## EXCERPT PROVIDED
Sunday, October 11, 2009

New place, old friends, new friends, soon to be old place. Hot Springs was a great place to spend a weekend. Water, easy camping, great trails and a wonderful celebration of two people getting married and sharing their special day with a bunch of rowdy friends.

Yes, it rained, but it fit. It wasn't about the weather, the lack of sunshine, who had the best clothes, best food, best car or even best bike...it was about spending time, sharing words, laughs, knuckle slams, hugs, smiles and vows. Nothing would spoil the groups good intention for the newlyweds.

Twas a cool weekend. Congrats to the the Leroys. Congrats to the joining of two wonderful families.

## RECORD EXTRACTS

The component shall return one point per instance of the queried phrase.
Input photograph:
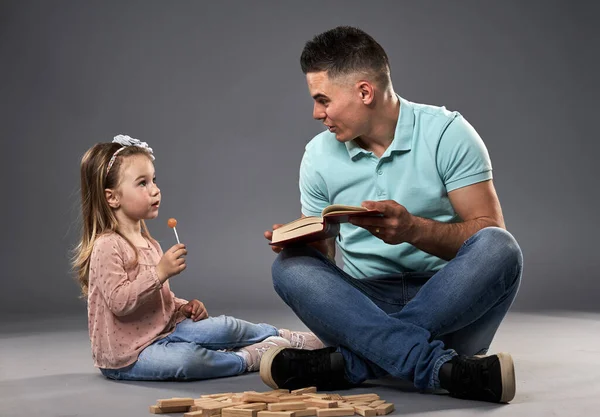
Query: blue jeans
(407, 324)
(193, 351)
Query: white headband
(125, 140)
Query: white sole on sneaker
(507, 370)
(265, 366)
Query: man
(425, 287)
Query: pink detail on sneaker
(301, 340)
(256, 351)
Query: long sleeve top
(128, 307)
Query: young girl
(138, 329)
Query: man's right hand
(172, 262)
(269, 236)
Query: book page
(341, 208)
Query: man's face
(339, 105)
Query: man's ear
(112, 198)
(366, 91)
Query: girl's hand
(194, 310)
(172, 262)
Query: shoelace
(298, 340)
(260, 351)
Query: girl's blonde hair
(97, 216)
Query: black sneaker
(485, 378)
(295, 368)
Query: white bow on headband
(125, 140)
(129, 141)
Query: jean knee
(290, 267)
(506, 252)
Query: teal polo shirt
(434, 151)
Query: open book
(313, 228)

==

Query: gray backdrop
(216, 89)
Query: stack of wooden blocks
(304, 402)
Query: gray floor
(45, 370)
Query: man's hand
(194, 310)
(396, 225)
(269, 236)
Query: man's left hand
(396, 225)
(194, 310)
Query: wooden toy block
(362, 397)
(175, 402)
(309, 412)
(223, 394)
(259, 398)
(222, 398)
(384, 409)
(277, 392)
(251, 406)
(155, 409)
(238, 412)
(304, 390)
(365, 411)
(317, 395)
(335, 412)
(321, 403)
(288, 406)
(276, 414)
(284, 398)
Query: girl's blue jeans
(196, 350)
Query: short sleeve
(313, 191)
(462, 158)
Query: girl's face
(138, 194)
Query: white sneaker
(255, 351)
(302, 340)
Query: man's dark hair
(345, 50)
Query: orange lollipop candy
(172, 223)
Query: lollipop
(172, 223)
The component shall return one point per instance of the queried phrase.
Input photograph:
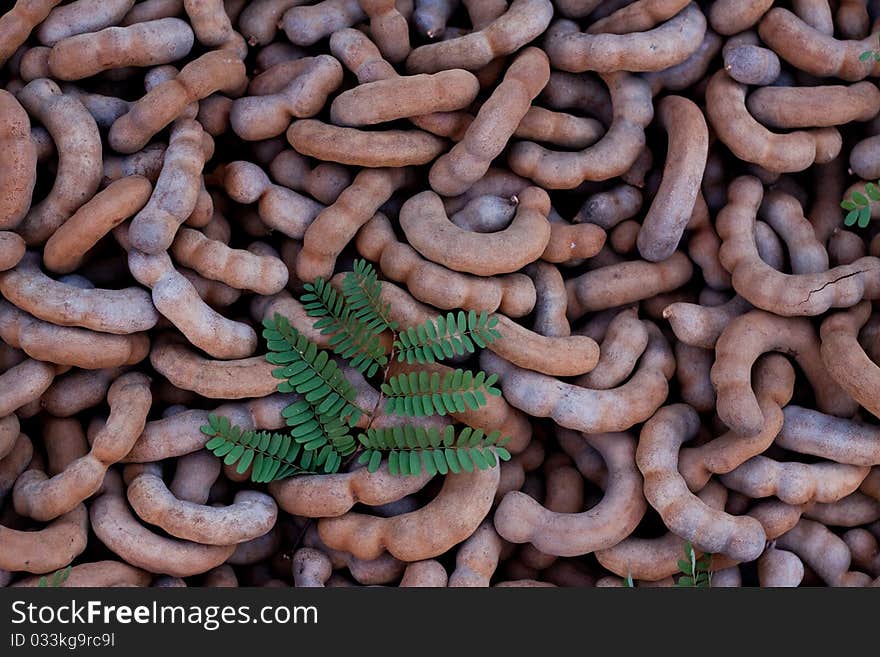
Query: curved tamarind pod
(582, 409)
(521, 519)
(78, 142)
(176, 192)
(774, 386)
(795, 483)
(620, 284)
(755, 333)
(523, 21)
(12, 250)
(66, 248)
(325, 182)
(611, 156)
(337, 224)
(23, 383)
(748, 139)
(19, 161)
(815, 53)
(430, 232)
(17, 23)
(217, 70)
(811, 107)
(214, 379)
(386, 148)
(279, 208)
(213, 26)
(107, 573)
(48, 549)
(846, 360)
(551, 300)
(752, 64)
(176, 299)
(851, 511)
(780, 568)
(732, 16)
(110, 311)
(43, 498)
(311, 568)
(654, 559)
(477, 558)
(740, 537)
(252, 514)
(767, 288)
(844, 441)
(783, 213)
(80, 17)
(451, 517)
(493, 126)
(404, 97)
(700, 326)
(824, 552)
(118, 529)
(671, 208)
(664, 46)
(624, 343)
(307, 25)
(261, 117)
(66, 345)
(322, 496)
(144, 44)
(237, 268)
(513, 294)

## SET TASKS
- A) From the Hot Springs weekend post, quote the passage starting with "Sunday, October 11, 2009" and going on through "for the newlyweds.".
- B) Answer these questions using the Hot Springs weekend post:
(i) Where was the weekend spent?
(ii) What was the weather like?
(iii) Whom does the post congratulate by name?

## FULL SOLUTIONS
- A)
Sunday, October 11, 2009

New place, old friends, new friends, soon to be old place. Hot Springs was a great place to spend a weekend. Water, easy camping, great trails and a wonderful celebration of two people getting married and sharing their special day with a bunch of rowdy friends.

Yes, it rained, but it fit. It wasn't about the weather, the lack of sunshine, who had the best clothes, best food, best car or even best bike...it was about spending time, sharing words, laughs, knuckle slams, hugs, smiles and vows. Nothing would spoil the groups good intention for the newlyweds.

- B)
(i) Hot Springs.
(ii) It rained.
(iii) The Leroys.